# SHORT PROBLEM
Copy every line of the listing exactly.

# DATASET ENTRIES
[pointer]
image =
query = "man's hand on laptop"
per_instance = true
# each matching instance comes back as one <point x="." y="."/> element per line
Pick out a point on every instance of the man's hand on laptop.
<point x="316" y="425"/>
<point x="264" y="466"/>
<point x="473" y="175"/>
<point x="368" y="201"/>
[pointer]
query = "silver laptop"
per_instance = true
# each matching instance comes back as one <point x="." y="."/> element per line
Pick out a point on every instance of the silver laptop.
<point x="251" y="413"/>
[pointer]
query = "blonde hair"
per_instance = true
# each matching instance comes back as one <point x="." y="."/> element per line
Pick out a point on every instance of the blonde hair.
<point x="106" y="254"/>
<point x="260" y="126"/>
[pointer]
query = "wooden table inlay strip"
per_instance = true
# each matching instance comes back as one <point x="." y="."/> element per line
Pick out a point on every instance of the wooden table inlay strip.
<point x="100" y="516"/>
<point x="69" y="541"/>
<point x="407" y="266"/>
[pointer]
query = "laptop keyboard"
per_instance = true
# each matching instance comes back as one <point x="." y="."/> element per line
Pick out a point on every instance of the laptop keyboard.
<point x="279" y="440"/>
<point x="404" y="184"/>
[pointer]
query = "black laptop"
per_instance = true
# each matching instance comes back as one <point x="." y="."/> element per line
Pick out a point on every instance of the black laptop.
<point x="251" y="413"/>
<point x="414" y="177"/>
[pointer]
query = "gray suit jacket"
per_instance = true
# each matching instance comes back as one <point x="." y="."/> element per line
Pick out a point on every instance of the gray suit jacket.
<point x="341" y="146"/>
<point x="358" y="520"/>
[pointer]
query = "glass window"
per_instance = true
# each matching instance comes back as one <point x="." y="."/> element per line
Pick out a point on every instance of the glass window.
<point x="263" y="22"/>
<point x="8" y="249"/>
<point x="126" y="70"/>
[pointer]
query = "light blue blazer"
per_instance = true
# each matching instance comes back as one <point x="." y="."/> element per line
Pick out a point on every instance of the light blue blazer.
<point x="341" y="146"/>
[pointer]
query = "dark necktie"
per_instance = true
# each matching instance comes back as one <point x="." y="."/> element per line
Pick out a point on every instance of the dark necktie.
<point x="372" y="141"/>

# RESPONSE TO THIS EXERCISE
[pointer]
image =
query = "man's hand on laptop"
per_instance = true
# each matching instance comes back as one <point x="." y="."/> element per line
Pick out a point on every instance of the man's hand on laptop.
<point x="316" y="425"/>
<point x="264" y="466"/>
<point x="473" y="175"/>
<point x="368" y="201"/>
[pointer]
query = "silver laptop"
per_instance = true
# each matching instance comes back as one <point x="." y="."/> element per line
Pick out a point on every instance of the silver laptop.
<point x="251" y="413"/>
[pointer]
query = "blonde hair"
per_instance = true
# each matching instance comes back as one <point x="." y="."/> element per line
Pick out a point on every instance of the blonde hair.
<point x="106" y="254"/>
<point x="260" y="126"/>
[pointer]
query = "wooden table inlay strip"
per_instance = true
# each matching instance comes back as one <point x="." y="."/> element per line
Pick out a point on every instance of the wooden table inlay strip.
<point x="100" y="516"/>
<point x="69" y="541"/>
<point x="407" y="266"/>
[pointer]
query = "laptop keyboard"
per_instance = true
# each matching instance comes back as one <point x="." y="."/> element per line
Pick out a point on every instance of the laptop keyboard.
<point x="279" y="440"/>
<point x="404" y="184"/>
[pointer]
query = "black laptop"
per_instance = true
# each matching instance comes back as one <point x="." y="."/> element per line
Pick out a point on every instance of the black laptop.
<point x="251" y="413"/>
<point x="414" y="177"/>
[pointer]
query = "gray suit jacket"
per_instance = true
# each matching instance comes back as one <point x="." y="."/> element per line
Pick out a point on every instance of the gray suit jacket.
<point x="341" y="146"/>
<point x="358" y="520"/>
[pointer]
query = "glass window"
per_instance = true
# each matching instance comes back as one <point x="." y="."/> element per line
Pick out a point on every instance of the glass window.
<point x="263" y="22"/>
<point x="8" y="249"/>
<point x="126" y="70"/>
[pointer]
query = "light blue blazer"
per_instance = true
# each matching instance comes back as one <point x="." y="."/> element per line
Pick out a point on every instance of the light blue blazer.
<point x="341" y="146"/>
[pointer]
query = "dark necktie"
per_instance = true
# each matching instance comes back as one <point x="." y="."/> element per line
Pick out a point on every instance of the dark necktie.
<point x="372" y="141"/>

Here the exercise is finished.